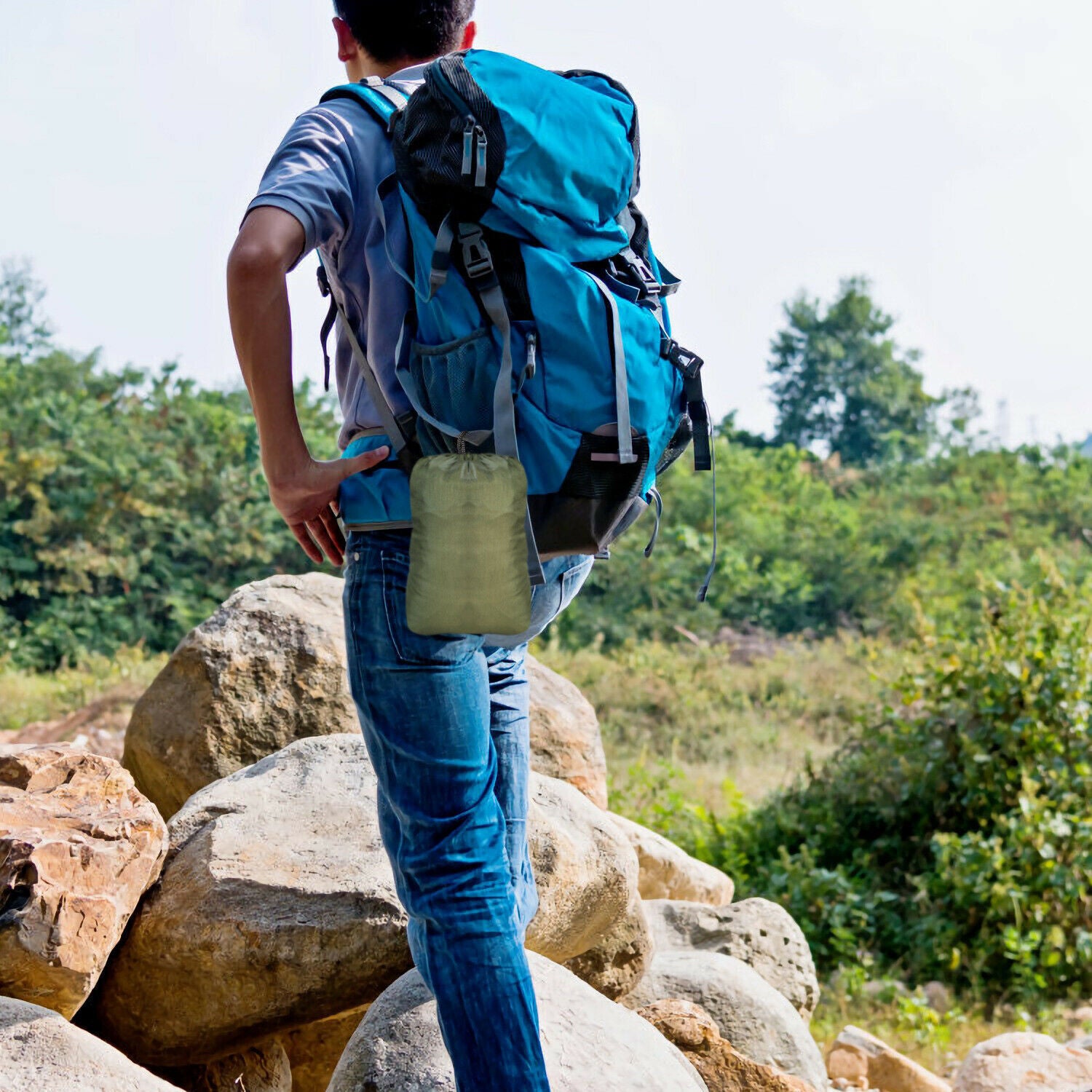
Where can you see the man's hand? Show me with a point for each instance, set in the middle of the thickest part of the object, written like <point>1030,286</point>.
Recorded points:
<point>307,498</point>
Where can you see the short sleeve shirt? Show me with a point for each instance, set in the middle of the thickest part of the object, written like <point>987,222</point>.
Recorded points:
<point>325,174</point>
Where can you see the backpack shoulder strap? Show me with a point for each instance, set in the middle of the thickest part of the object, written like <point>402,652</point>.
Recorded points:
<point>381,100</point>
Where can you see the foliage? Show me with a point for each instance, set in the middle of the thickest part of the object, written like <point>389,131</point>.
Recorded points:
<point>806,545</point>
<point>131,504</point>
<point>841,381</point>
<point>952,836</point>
--
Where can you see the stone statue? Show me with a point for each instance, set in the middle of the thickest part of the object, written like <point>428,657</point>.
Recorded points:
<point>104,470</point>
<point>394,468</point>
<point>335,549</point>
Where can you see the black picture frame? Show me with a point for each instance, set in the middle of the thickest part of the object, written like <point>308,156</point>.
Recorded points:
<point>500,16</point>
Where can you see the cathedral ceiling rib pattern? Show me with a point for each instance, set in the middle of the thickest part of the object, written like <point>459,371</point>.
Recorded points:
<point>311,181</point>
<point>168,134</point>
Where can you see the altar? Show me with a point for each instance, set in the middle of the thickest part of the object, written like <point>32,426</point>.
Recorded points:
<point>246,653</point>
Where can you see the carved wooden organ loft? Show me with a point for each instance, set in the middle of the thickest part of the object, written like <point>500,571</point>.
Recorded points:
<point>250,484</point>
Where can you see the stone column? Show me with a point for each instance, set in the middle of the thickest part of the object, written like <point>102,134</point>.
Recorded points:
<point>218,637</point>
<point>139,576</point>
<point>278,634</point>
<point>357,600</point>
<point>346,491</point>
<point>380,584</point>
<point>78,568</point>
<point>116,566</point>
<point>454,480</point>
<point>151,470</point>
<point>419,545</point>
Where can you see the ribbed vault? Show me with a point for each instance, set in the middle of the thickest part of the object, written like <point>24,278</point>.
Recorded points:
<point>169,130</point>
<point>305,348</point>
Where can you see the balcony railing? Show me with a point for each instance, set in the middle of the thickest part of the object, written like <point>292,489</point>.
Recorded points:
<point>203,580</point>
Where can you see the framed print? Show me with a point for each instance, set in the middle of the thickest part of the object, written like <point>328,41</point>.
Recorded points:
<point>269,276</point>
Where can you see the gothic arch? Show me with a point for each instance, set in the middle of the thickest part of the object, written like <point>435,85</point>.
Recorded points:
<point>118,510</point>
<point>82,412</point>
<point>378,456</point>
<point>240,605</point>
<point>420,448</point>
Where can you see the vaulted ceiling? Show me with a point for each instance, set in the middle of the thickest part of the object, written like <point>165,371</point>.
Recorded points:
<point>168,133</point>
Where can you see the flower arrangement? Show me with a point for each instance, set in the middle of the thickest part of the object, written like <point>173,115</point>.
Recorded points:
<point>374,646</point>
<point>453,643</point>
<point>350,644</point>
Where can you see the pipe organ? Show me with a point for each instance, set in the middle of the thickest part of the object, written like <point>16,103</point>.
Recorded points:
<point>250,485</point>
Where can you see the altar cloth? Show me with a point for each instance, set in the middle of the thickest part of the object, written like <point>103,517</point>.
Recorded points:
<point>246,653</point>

Problem description – Convert the data above, from the line containing "Where can you see the man's" up to and including the line containing "<point>381,100</point>", into a Markdown table with two columns, Number and Text. Give each nonblank line its own row, numbered in order, and leave out any blank lines.

Reply to the task –
| Number | Text |
|---|---|
| 1 | Where can you see the man's hand? Show me with a point for each instance, set in the middle of the thickest part of the object, written like <point>1030,286</point>. |
| 2 | Recorded points: |
| 3 | <point>307,498</point> |
| 4 | Where can you see the short sleeve shirt? Show me with a point for each instance, set in the middle of the thickest part of the object, written like <point>987,222</point>. |
| 5 | Recorded points: |
| 6 | <point>325,174</point> |
| 7 | Where can you see the backpack shoulder strap? Show me with a point for each instance, set in the middle of the thickest part of the object, written like <point>402,652</point>. |
| 8 | Recorded points: |
| 9 | <point>381,100</point> |